# Written request:
Copy the rows below without changing anything, everything from the line containing "point: leaning fence" down to the line containing "Target: wooden shed", both of those lines included.

Point annotations for photos
-- START --

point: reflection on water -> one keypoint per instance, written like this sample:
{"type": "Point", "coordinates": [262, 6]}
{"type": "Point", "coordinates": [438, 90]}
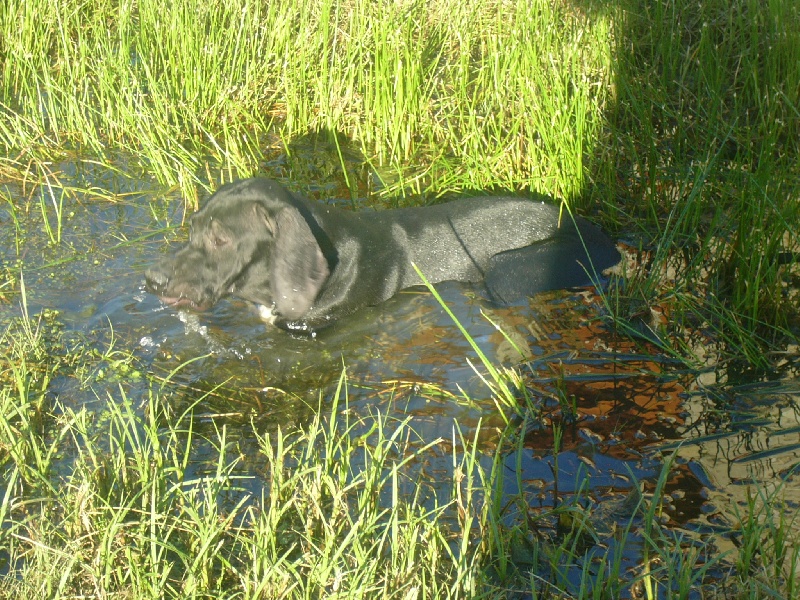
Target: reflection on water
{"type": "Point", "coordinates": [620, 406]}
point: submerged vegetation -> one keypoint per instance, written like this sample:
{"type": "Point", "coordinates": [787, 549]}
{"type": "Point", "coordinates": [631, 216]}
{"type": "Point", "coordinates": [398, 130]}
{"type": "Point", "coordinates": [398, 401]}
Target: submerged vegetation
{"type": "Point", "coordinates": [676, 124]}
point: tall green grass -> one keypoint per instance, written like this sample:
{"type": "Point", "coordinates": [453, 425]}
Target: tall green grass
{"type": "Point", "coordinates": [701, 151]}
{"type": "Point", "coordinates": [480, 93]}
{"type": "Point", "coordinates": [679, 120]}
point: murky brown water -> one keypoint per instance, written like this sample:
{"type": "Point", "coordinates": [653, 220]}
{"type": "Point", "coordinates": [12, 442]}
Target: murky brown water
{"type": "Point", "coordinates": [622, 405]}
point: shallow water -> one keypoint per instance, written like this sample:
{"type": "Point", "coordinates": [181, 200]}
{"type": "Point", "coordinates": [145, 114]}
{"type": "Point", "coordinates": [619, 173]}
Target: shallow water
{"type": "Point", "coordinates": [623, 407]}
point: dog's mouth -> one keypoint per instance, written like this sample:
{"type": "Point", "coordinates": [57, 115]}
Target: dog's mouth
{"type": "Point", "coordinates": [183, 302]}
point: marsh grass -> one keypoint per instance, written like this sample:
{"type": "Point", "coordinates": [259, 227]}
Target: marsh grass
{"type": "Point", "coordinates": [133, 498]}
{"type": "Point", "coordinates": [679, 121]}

-- END --
-- START --

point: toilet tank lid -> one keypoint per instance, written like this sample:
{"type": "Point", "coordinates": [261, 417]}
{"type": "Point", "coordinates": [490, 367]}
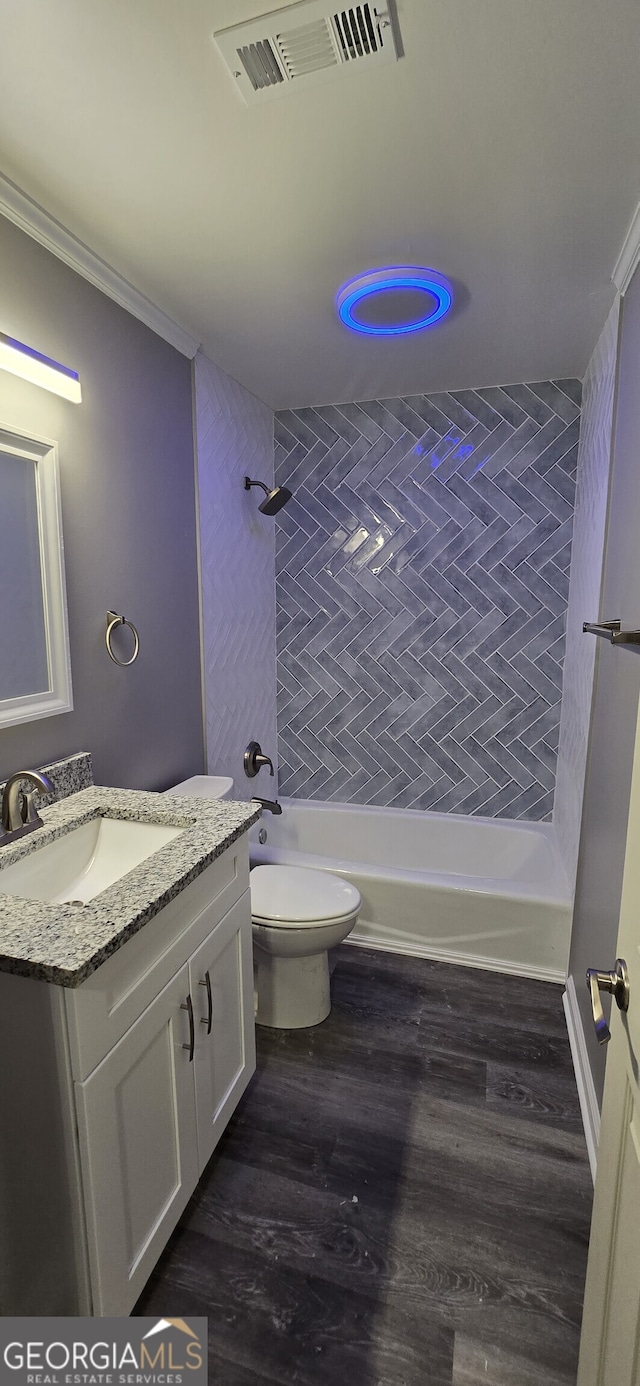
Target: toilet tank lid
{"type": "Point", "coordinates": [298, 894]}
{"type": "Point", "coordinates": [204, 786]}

-- END --
-- START --

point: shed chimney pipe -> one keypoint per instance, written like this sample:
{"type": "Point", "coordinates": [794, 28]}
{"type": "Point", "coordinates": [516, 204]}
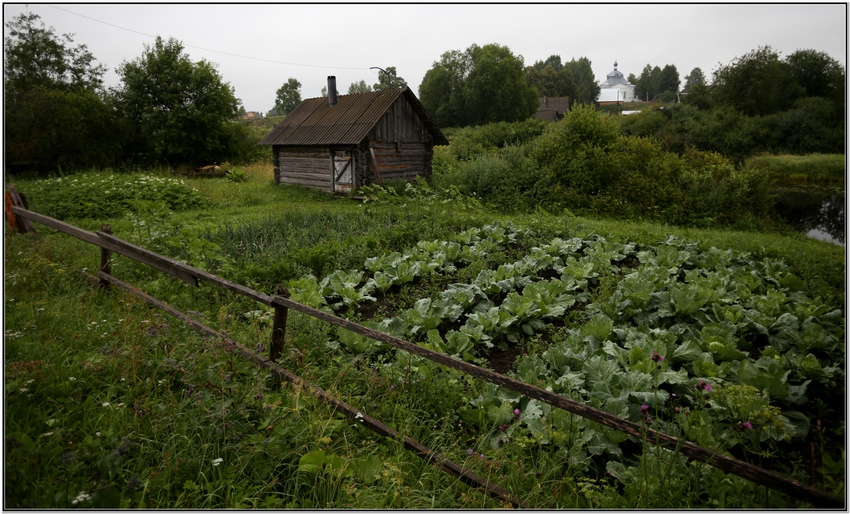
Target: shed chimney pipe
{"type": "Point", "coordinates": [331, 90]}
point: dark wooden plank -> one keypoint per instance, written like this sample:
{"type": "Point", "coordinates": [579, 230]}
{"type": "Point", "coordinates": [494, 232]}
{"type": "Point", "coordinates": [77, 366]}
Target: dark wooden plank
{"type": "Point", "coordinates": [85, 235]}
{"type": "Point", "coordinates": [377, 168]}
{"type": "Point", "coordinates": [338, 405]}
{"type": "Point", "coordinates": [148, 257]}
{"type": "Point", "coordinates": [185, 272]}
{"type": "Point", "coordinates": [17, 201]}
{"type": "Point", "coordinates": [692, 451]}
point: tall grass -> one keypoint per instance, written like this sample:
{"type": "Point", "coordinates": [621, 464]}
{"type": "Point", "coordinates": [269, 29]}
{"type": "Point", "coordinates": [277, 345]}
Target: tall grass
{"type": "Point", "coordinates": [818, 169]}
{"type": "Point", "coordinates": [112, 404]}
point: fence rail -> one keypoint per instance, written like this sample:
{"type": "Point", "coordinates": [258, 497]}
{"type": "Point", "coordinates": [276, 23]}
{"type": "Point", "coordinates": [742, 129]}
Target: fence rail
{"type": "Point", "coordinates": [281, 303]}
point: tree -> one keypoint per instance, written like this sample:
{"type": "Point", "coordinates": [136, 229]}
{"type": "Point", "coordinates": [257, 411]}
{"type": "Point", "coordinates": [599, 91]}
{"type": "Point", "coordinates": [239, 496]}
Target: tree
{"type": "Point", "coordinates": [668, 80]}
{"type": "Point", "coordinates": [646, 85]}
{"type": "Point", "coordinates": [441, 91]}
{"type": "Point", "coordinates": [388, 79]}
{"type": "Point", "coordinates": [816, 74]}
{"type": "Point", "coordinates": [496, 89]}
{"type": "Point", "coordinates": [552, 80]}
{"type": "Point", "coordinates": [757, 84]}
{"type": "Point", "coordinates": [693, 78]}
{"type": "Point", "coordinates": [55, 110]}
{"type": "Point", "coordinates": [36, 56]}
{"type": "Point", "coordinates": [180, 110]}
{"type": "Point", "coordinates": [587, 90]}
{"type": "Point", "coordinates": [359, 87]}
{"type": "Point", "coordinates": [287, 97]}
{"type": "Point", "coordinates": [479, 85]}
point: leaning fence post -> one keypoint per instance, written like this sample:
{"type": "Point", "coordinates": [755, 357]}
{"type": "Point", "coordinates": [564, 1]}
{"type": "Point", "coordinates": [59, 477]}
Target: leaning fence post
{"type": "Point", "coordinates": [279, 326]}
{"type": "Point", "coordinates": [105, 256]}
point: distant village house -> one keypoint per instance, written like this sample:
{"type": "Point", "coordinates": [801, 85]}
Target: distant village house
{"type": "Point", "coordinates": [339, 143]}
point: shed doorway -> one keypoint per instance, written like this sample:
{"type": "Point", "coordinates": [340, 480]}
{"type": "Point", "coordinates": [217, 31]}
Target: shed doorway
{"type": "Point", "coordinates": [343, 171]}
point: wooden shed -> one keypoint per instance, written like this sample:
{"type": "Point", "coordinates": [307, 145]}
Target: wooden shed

-- END --

# Answer to the exercise:
point: leaning fence post -> one keypoint per instance, written like this sample:
{"type": "Point", "coordinates": [755, 357]}
{"type": "Point", "coordinates": [564, 1]}
{"type": "Point", "coordinates": [59, 477]}
Target: leaning fence post
{"type": "Point", "coordinates": [279, 326]}
{"type": "Point", "coordinates": [105, 256]}
point: distant village house -> one keypoint per instance, written like this sample:
{"type": "Point", "coordinates": [801, 85]}
Target: distant village house
{"type": "Point", "coordinates": [339, 143]}
point: shed doorway -> one keypoint per instance, written like this sample:
{"type": "Point", "coordinates": [340, 480]}
{"type": "Point", "coordinates": [217, 31]}
Target: shed doorway
{"type": "Point", "coordinates": [343, 171]}
point: wooden shed -> one keypoint per instance, written like this sample:
{"type": "Point", "coordinates": [307, 145]}
Target: wooden shed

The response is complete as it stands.